Render the lines below as a Markdown table with the columns "Row" and "Line", one row per line, numbered in order, with blank lines omitted.

▼

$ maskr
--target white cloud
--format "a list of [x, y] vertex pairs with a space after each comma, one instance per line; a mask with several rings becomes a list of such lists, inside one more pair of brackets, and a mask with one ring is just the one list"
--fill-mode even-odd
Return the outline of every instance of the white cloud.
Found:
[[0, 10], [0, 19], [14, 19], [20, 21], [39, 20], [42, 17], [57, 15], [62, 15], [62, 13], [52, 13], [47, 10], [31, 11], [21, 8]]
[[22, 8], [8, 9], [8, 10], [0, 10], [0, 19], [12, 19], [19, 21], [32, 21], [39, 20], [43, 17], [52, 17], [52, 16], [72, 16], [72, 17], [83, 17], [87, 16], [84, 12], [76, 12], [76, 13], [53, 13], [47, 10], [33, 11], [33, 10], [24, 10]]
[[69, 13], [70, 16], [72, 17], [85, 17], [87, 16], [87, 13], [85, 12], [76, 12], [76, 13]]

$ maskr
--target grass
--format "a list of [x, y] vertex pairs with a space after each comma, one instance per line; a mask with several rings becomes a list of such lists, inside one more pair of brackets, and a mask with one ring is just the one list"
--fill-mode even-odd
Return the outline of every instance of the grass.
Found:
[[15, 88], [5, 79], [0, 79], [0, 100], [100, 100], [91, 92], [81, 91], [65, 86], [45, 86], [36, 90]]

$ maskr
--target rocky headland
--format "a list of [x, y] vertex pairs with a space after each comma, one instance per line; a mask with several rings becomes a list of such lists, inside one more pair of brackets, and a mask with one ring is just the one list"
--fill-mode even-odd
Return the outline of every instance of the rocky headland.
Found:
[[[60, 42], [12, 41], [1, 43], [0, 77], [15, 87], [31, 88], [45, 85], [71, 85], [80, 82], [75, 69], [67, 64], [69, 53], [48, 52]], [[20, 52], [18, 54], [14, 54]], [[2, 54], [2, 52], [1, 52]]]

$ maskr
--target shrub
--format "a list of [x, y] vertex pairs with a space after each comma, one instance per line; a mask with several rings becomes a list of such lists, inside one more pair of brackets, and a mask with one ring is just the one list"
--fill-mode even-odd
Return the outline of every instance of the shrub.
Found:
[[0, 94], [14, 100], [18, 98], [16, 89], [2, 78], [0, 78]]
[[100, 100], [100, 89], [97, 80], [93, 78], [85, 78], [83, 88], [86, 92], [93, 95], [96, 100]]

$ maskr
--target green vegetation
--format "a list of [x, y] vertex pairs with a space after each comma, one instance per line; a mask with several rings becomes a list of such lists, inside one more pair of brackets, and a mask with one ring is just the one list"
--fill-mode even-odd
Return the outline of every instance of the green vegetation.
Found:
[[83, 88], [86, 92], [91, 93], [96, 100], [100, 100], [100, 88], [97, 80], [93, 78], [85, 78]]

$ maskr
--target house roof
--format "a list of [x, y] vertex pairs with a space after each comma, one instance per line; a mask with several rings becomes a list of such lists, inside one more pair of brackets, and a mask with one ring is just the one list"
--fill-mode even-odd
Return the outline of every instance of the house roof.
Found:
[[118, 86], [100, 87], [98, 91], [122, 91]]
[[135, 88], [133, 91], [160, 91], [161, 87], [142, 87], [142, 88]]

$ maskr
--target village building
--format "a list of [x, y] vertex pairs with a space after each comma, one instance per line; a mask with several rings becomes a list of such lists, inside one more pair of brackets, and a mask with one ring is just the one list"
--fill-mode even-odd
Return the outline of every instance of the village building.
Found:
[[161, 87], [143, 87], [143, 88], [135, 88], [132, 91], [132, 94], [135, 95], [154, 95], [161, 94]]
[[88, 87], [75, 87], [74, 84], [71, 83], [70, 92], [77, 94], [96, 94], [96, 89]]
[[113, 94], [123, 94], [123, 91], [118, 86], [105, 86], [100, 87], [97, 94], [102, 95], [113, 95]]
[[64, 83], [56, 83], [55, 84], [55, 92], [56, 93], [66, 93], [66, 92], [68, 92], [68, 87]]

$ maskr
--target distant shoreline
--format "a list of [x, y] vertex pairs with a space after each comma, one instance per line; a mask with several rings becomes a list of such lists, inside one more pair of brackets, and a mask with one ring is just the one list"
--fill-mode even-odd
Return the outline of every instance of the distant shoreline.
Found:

▲

* [FINAL RESULT]
| Row | Line |
|---|---|
| 1 | $ maskr |
| 2 | --target white cloud |
| 3 | --format "a list of [x, y] vertex pairs with a space after each comma, one instance per line; a mask with several rings becomes a list of such lists, inside one more pair of brackets, and a mask with one ring is just the one list" |
| 4 | --fill-mode even-odd |
| 5 | Return the outline of every instance of the white cloud. |
| 6 | Found: |
| 7 | [[0, 10], [0, 19], [14, 19], [20, 21], [39, 20], [42, 17], [57, 15], [62, 15], [62, 13], [52, 13], [47, 10], [31, 11], [21, 8]] |
| 8 | [[22, 8], [8, 9], [8, 10], [0, 10], [0, 19], [12, 19], [19, 21], [32, 21], [39, 20], [43, 17], [52, 17], [52, 16], [72, 16], [72, 17], [83, 17], [87, 16], [84, 12], [76, 12], [76, 13], [53, 13], [47, 10], [33, 11], [33, 10], [24, 10]] |
| 9 | [[69, 13], [70, 16], [72, 17], [85, 17], [87, 16], [87, 13], [85, 12], [76, 12], [76, 13]] |
| 10 | $ maskr |
| 11 | --target grass |
| 12 | --format "a list of [x, y] vertex pairs with a space after each comma, one instance per line; a mask with several rings becomes a list of such lists, inside one more pair of brackets, and a mask with one ring is just the one list" |
| 13 | --fill-mode even-odd |
| 14 | Return the outline of every instance of the grass. |
| 15 | Found: |
| 16 | [[15, 88], [5, 79], [0, 79], [0, 100], [100, 100], [91, 92], [81, 91], [65, 86], [45, 86], [36, 90]] |
| 17 | $ maskr |
| 18 | --target rocky headland |
| 19 | --format "a list of [x, y] vertex pairs with a space after each comma, one instance per line; a mask with several rings becomes a list of such lists, inside one more pair of brackets, and a mask with one ring is just the one list" |
| 20 | --fill-mode even-odd |
| 21 | Return the outline of every instance of the rocky headland. |
| 22 | Found: |
| 23 | [[[60, 42], [12, 41], [1, 43], [0, 77], [15, 87], [31, 88], [45, 85], [71, 85], [80, 82], [75, 69], [67, 64], [69, 53], [48, 52]], [[20, 52], [18, 54], [14, 54]], [[2, 54], [2, 52], [1, 52]]] |
| 24 | $ maskr |
| 25 | --target shrub |
| 26 | --format "a list of [x, y] vertex pairs with a space after each comma, one instance per line; a mask with several rings becomes a list of such lists, inside one more pair of brackets, and a mask with one ring is just the one list" |
| 27 | --fill-mode even-odd |
| 28 | Return the outline of every instance of the shrub. |
| 29 | Found: |
| 30 | [[0, 94], [14, 100], [18, 98], [16, 89], [2, 78], [0, 78]] |
| 31 | [[100, 100], [100, 89], [97, 80], [93, 78], [85, 78], [83, 88], [86, 92], [93, 95], [96, 100]] |
| 32 | $ maskr |
| 33 | --target green vegetation |
| 34 | --format "a list of [x, y] vertex pairs with a space after each comma, one instance per line; a mask with several rings becomes a list of such lists, inside one more pair of brackets, and a mask with one ring is just the one list" |
| 35 | --fill-mode even-odd |
| 36 | Return the outline of every instance of the green vegetation. |
| 37 | Found: |
| 38 | [[83, 88], [86, 92], [91, 93], [96, 100], [100, 100], [100, 88], [97, 80], [93, 78], [85, 78]] |
| 39 | $ maskr |
| 40 | --target house roof |
| 41 | --format "a list of [x, y] vertex pairs with a space after each comma, one instance per line; a mask with several rings becomes a list of such lists, inside one more pair of brackets, and a mask with one ring is just the one list" |
| 42 | --fill-mode even-odd |
| 43 | Return the outline of every instance of the house roof. |
| 44 | Found: |
| 45 | [[118, 86], [100, 87], [98, 91], [122, 91]] |
| 46 | [[135, 88], [133, 91], [160, 91], [161, 87], [142, 87], [142, 88]] |
| 47 | $ maskr |
| 48 | --target village building |
| 49 | --format "a list of [x, y] vertex pairs with a space after each comma, one instance per line; a mask with several rings becomes a list of such lists, inside one more pair of brackets, and a mask with one ring is just the one list" |
| 50 | --fill-mode even-odd |
| 51 | Return the outline of every instance of the village building. |
| 52 | Found: |
| 53 | [[161, 87], [143, 87], [143, 88], [135, 88], [132, 91], [132, 94], [135, 95], [154, 95], [161, 94]] |
| 54 | [[88, 87], [75, 87], [74, 84], [71, 83], [70, 92], [77, 94], [96, 94], [96, 89]] |
| 55 | [[113, 94], [123, 94], [123, 91], [118, 86], [105, 86], [100, 87], [97, 94], [102, 95], [113, 95]] |
| 56 | [[64, 83], [56, 83], [55, 84], [55, 92], [56, 93], [66, 93], [66, 92], [68, 92], [68, 87]] |
| 57 | $ maskr |
| 58 | --target distant shoreline |
| 59 | --format "a list of [x, y] vertex pairs with a space after each comma, one instance per line; a mask with several rings becomes a list of such lists, inside one more pair of brackets, and a mask with one ring is just the one list" |
| 60 | --fill-mode even-odd |
| 61 | Return the outline of every instance of the distant shoreline. |
| 62 | Found: |